EXTRAIT DE PAGE:
En raison des limitations relativement étroites, les requêtes individuelles ne sont en définitive que rarement considérées comme recevables par la Cour constitutionnelle. Elles sont rejetées dans l'immense majorité des cas.

D. La contestation de décisions juridictionnelles

La contestation d'une décision juridictionnelle devant la Cour constitutionnelle n'est pas possible en droit autrichien. Cela résulte de l'idée que la protection juridique est déjà suffisamment assurée dans ce domaine par les garanties juridictionnelles des organes de contrôle. Les décisions juridictionnelles ne sont contestables que dans le cadre de la justice ordinaire par la voie des recours devant les instances supérieures, la Cour suprême décidant en dernier ressort. Comme les jugements de cette dernière ne peuvent être attaqués devant la Cour constitutionnelle, elle est en ce sens son égal.

Qu'il soit juste remarqué en marge que les parties du procès devant le juge ordinaire sont libres de présenter leurs réserves concernant la constitutionnalité de la loi appliquée (ou la légalité du règlement appliqué. Si le juge les partage, il est obligé de demander l'examen de la norme en question par la Cour constitutionnelle (art. 140 LC-F), mais les parties ne disposent pas d'un droit subjectif quant à une telle demande. Le particulier n'a donc pas reçu, là non plus, de possibilité d'accéder directement à la Cour constitutionnelle.

II. L'état de la doctrine

De nombreux détails des dispositions du droit positif concernant le droit des particuliers d'introduire un recours devant la Cour constitutionnelle constituent régulièrement l'objet de la discussion scientifique. En raison de leur importance pratique, deux ensembles de problèmes ont été au centre du débat au cours de ces dernières années : il s'agit d'une part de la possibilité ouverte à la Cour, de « refuser » de manière discrétionnaire des recours recevables contre des actes administratifs (cf. supra I.B.7.), d'autre part de la subsidiarité de la recevabilité des requêtes individuelles (cf. supra I.C.).

CONSIGNES:
• 1. Traduisez en anglais cette phrase de l'extrait sur la Cour constitutionnelle : « La contestation d'une décision juridictionnelle devant la Cour constitutionnelle n'est pas possible en droit autrichien. »
• 2. Relevez chaque ligne des enregistrements qui contient la chaîne « plaid ». La casse compte.

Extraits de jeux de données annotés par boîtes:
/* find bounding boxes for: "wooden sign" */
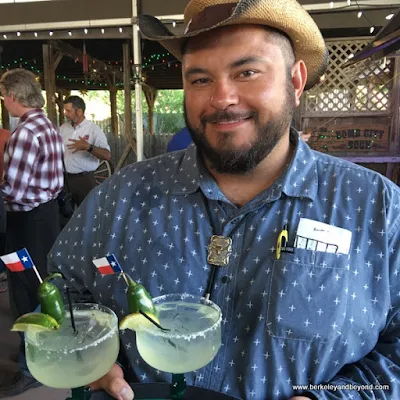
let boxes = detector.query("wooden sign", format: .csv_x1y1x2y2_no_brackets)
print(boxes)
308,125,389,153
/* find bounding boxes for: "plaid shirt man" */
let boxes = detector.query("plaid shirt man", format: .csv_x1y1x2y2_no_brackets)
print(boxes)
0,109,64,211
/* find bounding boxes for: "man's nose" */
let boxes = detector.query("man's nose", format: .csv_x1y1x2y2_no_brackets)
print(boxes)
210,80,239,110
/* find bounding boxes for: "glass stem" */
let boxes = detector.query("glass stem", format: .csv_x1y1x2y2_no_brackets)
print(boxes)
171,374,186,400
67,386,90,400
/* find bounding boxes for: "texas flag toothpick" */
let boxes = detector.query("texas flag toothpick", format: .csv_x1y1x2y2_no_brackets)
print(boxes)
0,248,43,283
93,254,126,282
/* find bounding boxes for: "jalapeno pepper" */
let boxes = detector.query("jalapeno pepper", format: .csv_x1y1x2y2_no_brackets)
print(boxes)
125,274,157,316
38,273,65,324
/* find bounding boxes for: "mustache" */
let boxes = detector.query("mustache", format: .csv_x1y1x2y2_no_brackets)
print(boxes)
200,111,257,125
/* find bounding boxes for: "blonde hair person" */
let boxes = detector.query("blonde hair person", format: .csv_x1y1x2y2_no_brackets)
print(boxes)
0,68,45,108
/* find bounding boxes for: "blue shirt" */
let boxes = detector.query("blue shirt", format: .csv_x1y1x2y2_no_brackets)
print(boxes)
50,133,400,400
167,127,192,153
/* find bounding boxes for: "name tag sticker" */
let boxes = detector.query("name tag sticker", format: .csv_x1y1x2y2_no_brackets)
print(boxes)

RÉSULTATS:
• 1. Challenging a judicial decision before the Constitutional Court is not possible under Austrian law.

• 2.
/* find bounding boxes for: "plaid shirt man" */
let boxes = detector.query("plaid shirt man", format: .csv_x1y1x2y2_no_brackets)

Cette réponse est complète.